To do - Every line of the data is to be transcribed as it stands.

[Referring expression pointing data]
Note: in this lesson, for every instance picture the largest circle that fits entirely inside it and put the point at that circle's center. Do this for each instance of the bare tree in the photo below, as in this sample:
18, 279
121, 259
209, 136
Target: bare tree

Exercise output -
Note: in this lesson, for every instance picture the largest circle that fits entirely inside it and put the point at that circle's center. Do this for each instance of the bare tree in the photo below, as in this sample:
18, 279
121, 259
209, 136
Target: bare tree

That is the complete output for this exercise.